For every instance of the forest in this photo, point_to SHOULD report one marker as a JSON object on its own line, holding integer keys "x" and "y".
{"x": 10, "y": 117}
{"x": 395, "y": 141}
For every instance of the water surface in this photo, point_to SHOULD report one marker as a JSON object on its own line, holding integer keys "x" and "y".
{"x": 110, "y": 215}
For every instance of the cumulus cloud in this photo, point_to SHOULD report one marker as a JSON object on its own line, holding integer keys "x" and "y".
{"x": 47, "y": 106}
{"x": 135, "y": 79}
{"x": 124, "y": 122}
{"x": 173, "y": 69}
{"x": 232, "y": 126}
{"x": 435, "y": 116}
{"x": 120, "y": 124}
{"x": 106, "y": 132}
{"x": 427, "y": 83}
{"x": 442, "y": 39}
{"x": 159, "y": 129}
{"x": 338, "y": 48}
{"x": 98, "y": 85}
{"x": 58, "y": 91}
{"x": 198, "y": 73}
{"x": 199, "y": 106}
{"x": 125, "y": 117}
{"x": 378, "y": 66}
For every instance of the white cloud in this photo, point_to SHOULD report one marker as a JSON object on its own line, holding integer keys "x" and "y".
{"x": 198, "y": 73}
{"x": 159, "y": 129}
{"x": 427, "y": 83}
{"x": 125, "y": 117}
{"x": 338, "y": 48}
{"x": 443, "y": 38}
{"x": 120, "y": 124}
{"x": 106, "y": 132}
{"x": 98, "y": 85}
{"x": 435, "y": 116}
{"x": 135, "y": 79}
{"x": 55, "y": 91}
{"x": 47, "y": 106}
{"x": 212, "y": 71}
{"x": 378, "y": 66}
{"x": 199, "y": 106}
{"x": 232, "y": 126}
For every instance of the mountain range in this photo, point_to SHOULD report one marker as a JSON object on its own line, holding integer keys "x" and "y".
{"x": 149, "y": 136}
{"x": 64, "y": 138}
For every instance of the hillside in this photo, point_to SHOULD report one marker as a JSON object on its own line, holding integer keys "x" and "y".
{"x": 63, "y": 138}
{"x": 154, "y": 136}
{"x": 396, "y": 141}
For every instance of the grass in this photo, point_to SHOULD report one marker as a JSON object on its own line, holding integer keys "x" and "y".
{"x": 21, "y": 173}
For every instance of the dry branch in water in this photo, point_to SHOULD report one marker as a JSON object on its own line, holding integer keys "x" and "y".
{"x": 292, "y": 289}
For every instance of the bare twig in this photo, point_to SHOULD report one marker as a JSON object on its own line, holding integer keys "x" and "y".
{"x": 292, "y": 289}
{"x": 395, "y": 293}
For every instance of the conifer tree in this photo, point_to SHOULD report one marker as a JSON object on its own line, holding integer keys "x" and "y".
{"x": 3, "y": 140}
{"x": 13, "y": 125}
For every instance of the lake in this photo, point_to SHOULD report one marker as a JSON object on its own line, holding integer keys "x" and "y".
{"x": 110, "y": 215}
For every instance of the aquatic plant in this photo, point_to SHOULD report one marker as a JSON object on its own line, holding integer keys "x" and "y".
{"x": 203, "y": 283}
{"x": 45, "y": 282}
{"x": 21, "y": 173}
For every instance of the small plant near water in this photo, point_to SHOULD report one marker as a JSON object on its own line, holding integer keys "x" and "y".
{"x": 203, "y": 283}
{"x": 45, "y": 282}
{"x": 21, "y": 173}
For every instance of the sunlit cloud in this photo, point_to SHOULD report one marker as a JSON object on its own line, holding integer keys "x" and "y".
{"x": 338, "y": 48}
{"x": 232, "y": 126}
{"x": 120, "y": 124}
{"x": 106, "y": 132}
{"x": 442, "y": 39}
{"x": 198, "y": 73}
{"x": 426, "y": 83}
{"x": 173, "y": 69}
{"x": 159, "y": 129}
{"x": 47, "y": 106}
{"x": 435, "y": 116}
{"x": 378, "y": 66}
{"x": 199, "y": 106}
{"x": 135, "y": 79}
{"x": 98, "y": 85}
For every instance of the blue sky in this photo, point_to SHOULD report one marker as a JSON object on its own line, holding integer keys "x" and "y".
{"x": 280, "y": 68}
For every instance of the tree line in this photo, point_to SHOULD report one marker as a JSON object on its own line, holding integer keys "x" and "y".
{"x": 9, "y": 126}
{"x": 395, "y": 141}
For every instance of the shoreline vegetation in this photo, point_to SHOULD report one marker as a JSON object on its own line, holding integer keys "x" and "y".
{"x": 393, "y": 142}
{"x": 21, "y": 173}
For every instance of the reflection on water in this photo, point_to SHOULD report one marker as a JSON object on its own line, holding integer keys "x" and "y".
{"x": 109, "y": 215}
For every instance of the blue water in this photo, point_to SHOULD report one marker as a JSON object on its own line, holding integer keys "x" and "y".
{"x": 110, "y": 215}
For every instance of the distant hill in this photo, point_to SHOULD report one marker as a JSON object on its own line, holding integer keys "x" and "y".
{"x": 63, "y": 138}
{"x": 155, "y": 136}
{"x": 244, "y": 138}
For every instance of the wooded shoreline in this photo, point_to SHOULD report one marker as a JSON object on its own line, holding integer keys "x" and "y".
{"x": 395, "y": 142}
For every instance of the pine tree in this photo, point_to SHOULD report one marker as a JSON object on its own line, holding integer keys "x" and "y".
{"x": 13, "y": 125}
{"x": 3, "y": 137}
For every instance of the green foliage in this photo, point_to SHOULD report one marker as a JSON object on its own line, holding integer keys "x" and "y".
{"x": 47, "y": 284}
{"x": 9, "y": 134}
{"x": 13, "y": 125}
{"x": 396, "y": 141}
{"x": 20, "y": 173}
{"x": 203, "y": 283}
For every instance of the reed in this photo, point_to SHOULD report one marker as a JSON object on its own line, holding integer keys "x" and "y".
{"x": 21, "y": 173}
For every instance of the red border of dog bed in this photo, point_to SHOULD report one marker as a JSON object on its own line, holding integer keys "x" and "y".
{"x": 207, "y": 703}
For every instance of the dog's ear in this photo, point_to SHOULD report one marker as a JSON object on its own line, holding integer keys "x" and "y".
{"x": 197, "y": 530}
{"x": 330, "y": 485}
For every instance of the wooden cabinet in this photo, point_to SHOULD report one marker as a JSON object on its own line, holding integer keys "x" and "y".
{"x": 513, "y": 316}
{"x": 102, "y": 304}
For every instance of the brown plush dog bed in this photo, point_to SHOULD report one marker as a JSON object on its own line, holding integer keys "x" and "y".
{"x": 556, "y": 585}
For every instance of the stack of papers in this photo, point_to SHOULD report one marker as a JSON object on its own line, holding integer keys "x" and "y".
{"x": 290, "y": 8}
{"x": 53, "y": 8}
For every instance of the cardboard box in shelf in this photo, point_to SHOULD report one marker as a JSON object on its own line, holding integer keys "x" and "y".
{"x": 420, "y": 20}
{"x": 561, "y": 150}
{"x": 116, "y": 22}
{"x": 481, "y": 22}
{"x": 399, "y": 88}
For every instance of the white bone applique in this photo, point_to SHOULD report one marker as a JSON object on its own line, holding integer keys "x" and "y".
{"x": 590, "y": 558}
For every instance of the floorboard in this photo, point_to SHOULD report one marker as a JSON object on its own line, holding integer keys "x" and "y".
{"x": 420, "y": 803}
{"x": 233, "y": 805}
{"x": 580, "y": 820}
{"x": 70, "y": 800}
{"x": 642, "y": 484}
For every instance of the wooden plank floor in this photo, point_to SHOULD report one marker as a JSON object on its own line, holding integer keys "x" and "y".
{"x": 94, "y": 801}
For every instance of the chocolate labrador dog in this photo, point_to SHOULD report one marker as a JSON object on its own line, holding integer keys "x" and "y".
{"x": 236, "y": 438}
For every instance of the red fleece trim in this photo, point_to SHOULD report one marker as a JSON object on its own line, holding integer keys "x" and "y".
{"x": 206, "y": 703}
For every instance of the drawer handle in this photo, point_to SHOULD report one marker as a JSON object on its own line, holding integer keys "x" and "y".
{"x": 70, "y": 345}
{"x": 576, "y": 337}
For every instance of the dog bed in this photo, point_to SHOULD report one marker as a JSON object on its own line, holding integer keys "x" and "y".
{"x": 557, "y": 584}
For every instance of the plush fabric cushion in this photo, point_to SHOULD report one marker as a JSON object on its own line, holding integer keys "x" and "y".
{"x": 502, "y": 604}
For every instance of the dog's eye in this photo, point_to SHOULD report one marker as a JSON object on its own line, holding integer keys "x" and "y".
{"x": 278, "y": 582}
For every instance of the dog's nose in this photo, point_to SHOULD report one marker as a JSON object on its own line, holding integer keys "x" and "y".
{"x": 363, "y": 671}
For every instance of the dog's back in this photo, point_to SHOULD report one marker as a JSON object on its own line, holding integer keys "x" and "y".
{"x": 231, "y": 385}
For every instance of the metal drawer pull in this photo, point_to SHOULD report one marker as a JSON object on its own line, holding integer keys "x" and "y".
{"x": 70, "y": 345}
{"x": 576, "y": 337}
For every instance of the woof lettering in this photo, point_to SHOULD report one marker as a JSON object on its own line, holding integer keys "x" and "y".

════════════════

## PROBLEM TO SOLVE
Repeat word for word every line from the one that holds "For every instance of the dog's eye" to the end. Both ends count.

## TASK ANSWER
For every instance of the dog's eye in this photo, point_to SHOULD report one marker as a JSON object on its own line, holding integer keys "x" and "y".
{"x": 278, "y": 582}
For every instance of the dog's nose in this photo, point_to SHOULD report one marker as a JSON object on its own line, holding integer keys "x" and "y".
{"x": 363, "y": 671}
For every instance of the dog's back in this photo, point_to SHOULD report one marker as a JSON object on its own line, holding integer keys "x" and "y".
{"x": 231, "y": 385}
For every instance of the metal drawer pull in this photo, point_to SHOULD report one marker as a JSON object on its own line, holding integer keys "x" and "y".
{"x": 70, "y": 345}
{"x": 576, "y": 337}
For every instance of the woof lettering in this photo, point_to SHOULD report one marker as a JSON object on its own line, holding integer keys "x" and "y".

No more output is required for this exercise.